_WHAT IS BEING ASKED:_ Copy the lines below verbatim, but only from the line containing "Target: white interior door" through the end of the data.

··· MATERIALS PROVIDED ···

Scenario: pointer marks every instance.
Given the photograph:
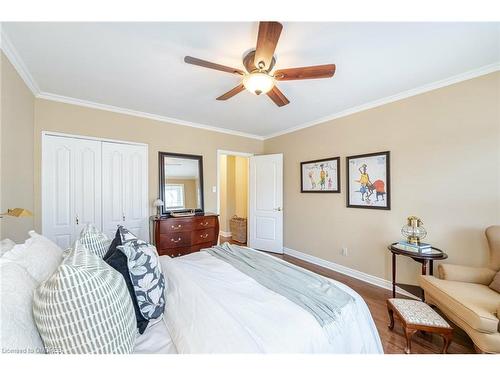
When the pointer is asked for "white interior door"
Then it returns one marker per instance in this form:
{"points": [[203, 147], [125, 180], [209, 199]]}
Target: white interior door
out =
{"points": [[266, 203], [71, 187]]}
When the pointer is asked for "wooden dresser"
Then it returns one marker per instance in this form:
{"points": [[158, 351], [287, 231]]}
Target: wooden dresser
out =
{"points": [[176, 236]]}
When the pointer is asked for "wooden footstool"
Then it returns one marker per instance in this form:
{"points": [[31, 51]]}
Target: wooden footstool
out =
{"points": [[418, 316]]}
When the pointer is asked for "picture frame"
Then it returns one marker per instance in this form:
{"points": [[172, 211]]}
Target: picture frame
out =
{"points": [[320, 176], [369, 181]]}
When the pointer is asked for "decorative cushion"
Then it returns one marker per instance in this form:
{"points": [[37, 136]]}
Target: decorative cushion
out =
{"points": [[6, 245], [116, 259], [495, 284], [146, 276], [84, 307], [38, 255], [94, 240], [418, 312], [18, 333]]}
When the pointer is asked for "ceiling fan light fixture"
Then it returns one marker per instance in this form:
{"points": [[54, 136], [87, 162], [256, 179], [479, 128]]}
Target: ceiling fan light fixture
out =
{"points": [[258, 82]]}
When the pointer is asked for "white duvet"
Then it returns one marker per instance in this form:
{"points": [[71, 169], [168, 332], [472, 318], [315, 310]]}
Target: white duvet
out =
{"points": [[214, 308]]}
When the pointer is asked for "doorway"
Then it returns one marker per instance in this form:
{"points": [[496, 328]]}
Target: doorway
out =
{"points": [[232, 196]]}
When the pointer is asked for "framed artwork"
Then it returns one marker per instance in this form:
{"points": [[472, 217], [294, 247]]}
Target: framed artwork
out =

···

_TASK OUTPUT:_
Target: white interior door
out =
{"points": [[266, 203], [71, 187]]}
When the pointer is asked for "wooden dresser"
Then it returns one marker per instance in this form:
{"points": [[158, 351], [287, 231]]}
Target: wooden dresser
out =
{"points": [[176, 236]]}
When the pointer is asked for "wooden footstool"
Then it returns one marker per instance in this form:
{"points": [[31, 51]]}
Target: wooden footstool
out =
{"points": [[418, 316]]}
When the pointer is asked for "picture frame"
Then it returns one marker per instance in this form:
{"points": [[172, 211]]}
Target: picture frame
out =
{"points": [[320, 176], [369, 181]]}
When the pointer is asked for "decorative cushion"
Then it returns one marker per instance in this form:
{"points": [[37, 136]]}
Target: decorative cushion
out =
{"points": [[6, 245], [116, 259], [495, 284], [146, 276], [84, 307], [38, 255], [94, 240], [418, 312], [18, 333]]}
When the pointer is asked for "ceiling fan light fixture"
Then it returns one marker per instance in this form:
{"points": [[54, 136], [87, 162], [256, 179], [479, 128]]}
Target: ceiling fan light fixture
out =
{"points": [[258, 82]]}
When the pointer is asked for "white duvet"
Then it returns one marker per instance in this form:
{"points": [[71, 169], [168, 332], [472, 318], [315, 310]]}
Target: white duvet
out =
{"points": [[214, 308]]}
When the pointer is asked for "doorway"
Then it returns one marker per instance in this form:
{"points": [[496, 328]]}
Target: doorway
out =
{"points": [[232, 196]]}
When the pointer is asked for "framed artwork"
Then it returns one marker per instance in this form:
{"points": [[472, 217], [294, 247]]}
Target: framed artwork
out =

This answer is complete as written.